## Begin
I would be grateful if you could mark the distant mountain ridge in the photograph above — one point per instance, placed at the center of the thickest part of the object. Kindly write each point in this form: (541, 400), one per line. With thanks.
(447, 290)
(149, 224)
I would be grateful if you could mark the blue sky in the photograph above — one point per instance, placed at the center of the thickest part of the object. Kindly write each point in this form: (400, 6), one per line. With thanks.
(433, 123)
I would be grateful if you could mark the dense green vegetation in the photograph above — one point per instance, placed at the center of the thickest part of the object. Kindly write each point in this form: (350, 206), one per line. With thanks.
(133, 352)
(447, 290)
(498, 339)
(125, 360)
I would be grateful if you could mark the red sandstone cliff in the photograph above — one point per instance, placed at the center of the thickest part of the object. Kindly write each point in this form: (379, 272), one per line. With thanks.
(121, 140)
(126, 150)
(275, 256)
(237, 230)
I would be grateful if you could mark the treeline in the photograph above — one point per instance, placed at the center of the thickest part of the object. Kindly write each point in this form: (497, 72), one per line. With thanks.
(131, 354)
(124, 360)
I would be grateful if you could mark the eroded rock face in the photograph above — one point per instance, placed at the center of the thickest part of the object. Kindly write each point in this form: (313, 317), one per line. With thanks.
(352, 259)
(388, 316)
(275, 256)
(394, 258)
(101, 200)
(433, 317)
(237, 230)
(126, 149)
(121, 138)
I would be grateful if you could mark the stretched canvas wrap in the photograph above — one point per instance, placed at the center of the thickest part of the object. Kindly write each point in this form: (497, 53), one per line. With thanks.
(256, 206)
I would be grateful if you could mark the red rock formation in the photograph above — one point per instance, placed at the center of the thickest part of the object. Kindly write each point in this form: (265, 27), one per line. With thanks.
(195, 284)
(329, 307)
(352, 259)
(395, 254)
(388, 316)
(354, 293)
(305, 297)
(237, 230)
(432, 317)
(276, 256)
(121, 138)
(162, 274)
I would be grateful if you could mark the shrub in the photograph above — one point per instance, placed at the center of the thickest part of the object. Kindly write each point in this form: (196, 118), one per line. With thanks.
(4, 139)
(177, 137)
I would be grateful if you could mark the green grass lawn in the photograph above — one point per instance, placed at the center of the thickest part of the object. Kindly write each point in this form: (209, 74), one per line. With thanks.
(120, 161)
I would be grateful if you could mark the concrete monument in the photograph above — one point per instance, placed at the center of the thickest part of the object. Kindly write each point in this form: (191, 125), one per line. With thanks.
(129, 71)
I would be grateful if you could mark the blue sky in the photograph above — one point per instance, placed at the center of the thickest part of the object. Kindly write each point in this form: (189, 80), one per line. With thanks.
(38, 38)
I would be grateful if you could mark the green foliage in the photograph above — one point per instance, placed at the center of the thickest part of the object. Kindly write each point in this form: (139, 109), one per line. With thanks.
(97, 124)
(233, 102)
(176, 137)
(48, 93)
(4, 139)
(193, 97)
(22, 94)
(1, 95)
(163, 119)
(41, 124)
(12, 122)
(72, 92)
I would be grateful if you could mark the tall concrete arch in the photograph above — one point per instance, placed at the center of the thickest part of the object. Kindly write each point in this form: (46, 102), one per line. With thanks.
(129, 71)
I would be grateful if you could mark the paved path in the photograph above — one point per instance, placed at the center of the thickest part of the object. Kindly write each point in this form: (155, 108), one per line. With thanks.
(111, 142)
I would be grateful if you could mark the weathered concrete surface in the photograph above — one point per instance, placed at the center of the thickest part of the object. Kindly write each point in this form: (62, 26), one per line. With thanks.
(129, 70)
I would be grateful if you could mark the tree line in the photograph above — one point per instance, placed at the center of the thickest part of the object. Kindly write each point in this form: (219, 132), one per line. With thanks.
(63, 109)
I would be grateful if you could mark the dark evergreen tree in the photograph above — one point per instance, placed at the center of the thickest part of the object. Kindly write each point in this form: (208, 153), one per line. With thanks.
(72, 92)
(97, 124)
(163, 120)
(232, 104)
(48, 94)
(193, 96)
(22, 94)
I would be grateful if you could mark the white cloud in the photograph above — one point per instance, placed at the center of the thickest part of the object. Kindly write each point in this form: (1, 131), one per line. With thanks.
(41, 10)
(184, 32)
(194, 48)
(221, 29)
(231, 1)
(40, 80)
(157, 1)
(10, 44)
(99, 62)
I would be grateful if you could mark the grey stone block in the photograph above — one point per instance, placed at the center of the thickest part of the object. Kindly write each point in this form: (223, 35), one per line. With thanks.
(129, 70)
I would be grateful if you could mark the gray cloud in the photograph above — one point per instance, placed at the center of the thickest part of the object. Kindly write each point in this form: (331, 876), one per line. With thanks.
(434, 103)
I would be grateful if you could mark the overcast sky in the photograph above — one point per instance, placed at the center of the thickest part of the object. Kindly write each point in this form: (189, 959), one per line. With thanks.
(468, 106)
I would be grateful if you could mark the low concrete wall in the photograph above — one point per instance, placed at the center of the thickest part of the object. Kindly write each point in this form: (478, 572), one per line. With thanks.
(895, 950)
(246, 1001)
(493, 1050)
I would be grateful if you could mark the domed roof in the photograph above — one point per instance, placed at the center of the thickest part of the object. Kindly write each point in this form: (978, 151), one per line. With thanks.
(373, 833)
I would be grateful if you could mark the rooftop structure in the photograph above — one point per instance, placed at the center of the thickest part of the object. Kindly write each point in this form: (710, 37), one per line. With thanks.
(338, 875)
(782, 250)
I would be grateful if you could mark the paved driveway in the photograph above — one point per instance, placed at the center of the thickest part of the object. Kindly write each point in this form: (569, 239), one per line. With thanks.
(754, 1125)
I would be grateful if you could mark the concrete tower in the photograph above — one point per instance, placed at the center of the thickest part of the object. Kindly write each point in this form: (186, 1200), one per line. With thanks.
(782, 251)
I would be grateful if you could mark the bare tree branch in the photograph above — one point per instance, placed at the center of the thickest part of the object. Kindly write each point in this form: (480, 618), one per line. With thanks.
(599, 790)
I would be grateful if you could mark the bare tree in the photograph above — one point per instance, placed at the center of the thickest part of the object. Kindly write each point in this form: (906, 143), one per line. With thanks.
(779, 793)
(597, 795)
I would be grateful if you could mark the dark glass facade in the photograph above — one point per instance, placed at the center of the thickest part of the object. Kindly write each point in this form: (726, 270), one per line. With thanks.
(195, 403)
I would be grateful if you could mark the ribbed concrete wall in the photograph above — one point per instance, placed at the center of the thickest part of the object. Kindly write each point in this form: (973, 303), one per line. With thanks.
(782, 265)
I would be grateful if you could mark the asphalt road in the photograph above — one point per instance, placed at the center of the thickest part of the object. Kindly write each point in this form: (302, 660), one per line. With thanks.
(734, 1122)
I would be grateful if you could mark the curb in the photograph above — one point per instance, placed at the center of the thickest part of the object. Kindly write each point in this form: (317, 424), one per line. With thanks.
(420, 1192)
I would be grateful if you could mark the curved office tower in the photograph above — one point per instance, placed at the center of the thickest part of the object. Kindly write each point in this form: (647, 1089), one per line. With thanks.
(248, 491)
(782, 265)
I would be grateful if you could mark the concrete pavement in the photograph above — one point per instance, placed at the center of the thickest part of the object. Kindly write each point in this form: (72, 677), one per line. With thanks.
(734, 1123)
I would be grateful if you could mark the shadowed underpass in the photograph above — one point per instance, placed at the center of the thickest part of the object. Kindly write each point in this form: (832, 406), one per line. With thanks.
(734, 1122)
## End
**Required work**
Return the entries above exactly as they appear.

**Completed exercise**
I would be grateful if you could mark the distant mountain ridge in the photograph above — one point per instance, placed at the center of the thickest part of the object. Kindly write each point in this form: (541, 400), one per line. With thanks.
(447, 290)
(149, 224)
I would be grateful if you could mark the blue sky in the photograph above — one point per instance, placed at the center of the thickest part of the object. Kindly write each point in this form: (400, 6), one per line. With thanks.
(433, 123)
I would be grateful if you could mark the dense green vegetation in the photograph above — one point per instance, placed at the center of the thickest part of the object. Kindly write each point in this form: (350, 206), one per line. With thanks.
(133, 352)
(447, 290)
(498, 339)
(125, 360)
I would be grateful if you could mark the red sandstone cliff in the photograph above — one point per instance, placed at the center of the thickest part of the object. Kindly write each point in this form: (379, 272), one per line. With thanks.
(121, 140)
(126, 150)
(275, 256)
(237, 230)
I would be grateful if you could mark the treeline in the photograph above — one point per instance, placed at the center of the thickest part of the object. Kindly write each point in this form: (497, 72), one per line. With thanks.
(131, 354)
(124, 360)
I would be grateful if you could mark the eroded rock face in the photograph above — one point per instance, placed at the center of the thickest part of the object. Kindly write each point in this form: (313, 317), one per line. With thanks.
(352, 259)
(388, 316)
(275, 256)
(394, 258)
(101, 200)
(433, 317)
(237, 230)
(126, 149)
(121, 138)
I would be grateful if you could mark the stretched canvas wrap in the photograph above — one point per instance, placed at the center of the thickest part of the object. Kindly write each point in this form: (497, 53), one per line. With thanks.
(256, 206)
I would be grateful if you could mark the red rock formation in the photograph above — one point per instance, placed at the center of the thickest part of the object. Kindly write each point in this form: (265, 27), one per line. With thanks.
(195, 284)
(329, 307)
(352, 259)
(395, 254)
(388, 316)
(354, 293)
(305, 297)
(237, 230)
(432, 317)
(276, 256)
(121, 138)
(162, 274)
I would be grateful if you could mark the shrub in the photograph above — one point per instance, placed at the center of the thickest part of the object. Kindly write each point in this form: (196, 118), one per line. With thanks.
(4, 139)
(177, 137)
I would be grateful if you could mark the green grass lawn in the photograph above — one point per instance, placed at the center of the thickest part of the object. Kindly write each point in this form: (209, 74), one per line. With thanks.
(120, 161)
I would be grateful if you could mark the concrete monument in the photograph above — one point per instance, placed at the center of the thickest part of the object. Kindly write each point in this form: (191, 125), one per line. With thanks.
(129, 71)
I would be grateful if you could mark the blue sky in the photograph above — one point per instance, placed at the center of the thickest part of the object. Kindly write each point in this form: (189, 80), one per line. With thanks.
(38, 38)
I would be grateful if you could mark the green foliage in the photograph above — one point per instance, placed at the center of the thickest part of the object. Kindly write each point in this form: (139, 109), one per line. With thanks.
(97, 124)
(233, 102)
(176, 137)
(48, 93)
(4, 139)
(193, 97)
(22, 94)
(1, 95)
(163, 119)
(41, 124)
(12, 122)
(72, 92)
I would be grateful if you could mark the tall concrete arch in the photograph above — one point per instance, placed at the center of the thickest part of the object. Kindly write each point in this form: (46, 102), one per line. With thanks.
(129, 71)
I would be grateful if you could mark the paved path in the photograph above — one point per instance, placed at the center of the thickest part of the object. Kindly write each point in this form: (155, 108), one per line. With thanks.
(111, 142)
I would be grateful if you could mark the weathered concrete surface in the photograph above — one point per instance, placed at the center of the thickest part of the object. Kindly write each point in this form: (62, 26), one per line. With thanks.
(129, 70)
I would be grateful if you could mark the tree line in the photograph above — one point per instance, placed at the center of the thickest part of the object. Kindly write each point in this form: (219, 132), one per line. With thanks.
(63, 109)
I would be grateful if you could mark the dark evergreen tree in the photograph above — one point per instance, placed at the center of the thickest part of the object. Kindly write each point in this form: (208, 153), one per line. With thanks.
(72, 92)
(97, 124)
(163, 120)
(232, 104)
(48, 94)
(193, 96)
(22, 94)
I would be grateful if you could mark the white cloud in the photograph above — one point per instance, placed at the center of the thickest part of the object. Kindly write each point in this form: (1, 131), one per line. With thanks.
(41, 10)
(184, 32)
(194, 48)
(221, 29)
(231, 1)
(40, 80)
(157, 1)
(10, 44)
(99, 62)
I would be grateful if you could mark the grey stone block in the photograph above — one point per instance, placed at the center of the thickest part of the object. Kindly write each point in this form: (223, 35), one per line. With thanks.
(129, 70)
I would be grateful if you could mark the gray cloud in the photograph above — one point per instance, placed at the center of the thickest part of the object. Kindly write each point in this form: (331, 876), one per line. With thanks.
(434, 103)
I would be grateful if you could mark the overcast sky in the photograph above — one point per instance, placed at the center of the thickest part of the object. Kindly write each point in this form: (189, 959), one per line. With thanks.
(468, 106)
I would be grateful if you could mark the low concrete wall in the photograph above — one point per instance, placed at the center of the thickest part of the object. Kindly write each point in this form: (478, 572), one per line. With thanks.
(895, 950)
(246, 1001)
(493, 1050)
I would be grateful if you could mark the domed roof in the photograph above — one point per instance, placed at the center of the thickest part of the object. Kindly write each point in this form: (978, 151), one per line. With thanks.
(373, 833)
I would be grateful if you could mark the rooftop structure in the photograph above — one point per instance, placed at the center of the thickest part of the object. Kindly write each point in this form: (710, 37), one per line. With thanks.
(338, 875)
(782, 250)
I would be grateful if you could mark the paved driveway in the photograph above — one point per instance, placed at the center of the thickest part of the object. Kindly write each point in this form: (569, 239), one per line. With thanks.
(754, 1125)
I would be grateful if you could mark the concrete tower in the photograph above — one point per instance, placed at the center of the thickest part of the object. Kindly write each point in this form: (186, 1200), one per line. With thanks.
(782, 251)
I would be grateful if you could mark the bare tree branch in the photograph above — one point per instance, placed at the center of the thickest part of the object. Kindly write each point in this form: (480, 618), one per line. With thanks.
(599, 790)
I would be grateful if you could mark the bare tree in the photograph above — one point per instance, placed at the center of the thickest part of the object. Kindly write each point in this form: (906, 143), one per line. With thanks.
(779, 793)
(597, 795)
I would be grateful if you could mark the dark glass facade in the photograph above — one point per instance, placed at the center of the thickest part of the object. Kindly write each point in this form: (726, 270), one per line. With thanks.
(195, 403)
I would be grateful if you could mark the ribbed concrete wall in the photograph above — one point per instance, placed at the center of the thickest part of the object. Kindly write each point in this form: (973, 303), one per line. With thanks.
(782, 265)
I would be grateful if you could mark the asphalt road in the photograph above — one point per instance, placed at the center of the thickest part of the object. Kindly write each point in this form: (302, 660), one per line. With thanks.
(734, 1122)
I would be grateful if you could mark the curb in the photograph above — one point per instance, placed at the center of the thickest part of the object. Kindly write each point in this form: (317, 424), one per line. With thanks.
(420, 1192)
I would be grateful if you could mark the curved office tower in the photograph above — one point per instance, placed at the center of the thickest part of the object. Kindly write each point in this form: (647, 1089), one per line. With thanks.
(248, 491)
(782, 265)
I would be grateful if you could mark the concrete pavement in the photograph above — one point per instance, placed at the center of the thickest part of the object. Kindly write each point in this form: (72, 677), one per line. With thanks.
(734, 1123)
I would be grateful if you could mark the shadowed underpass in the photograph above — one point per instance, placed at the center of the thickest part of the object. Kindly write each point in this form: (832, 406), one per line. With thanks.
(734, 1122)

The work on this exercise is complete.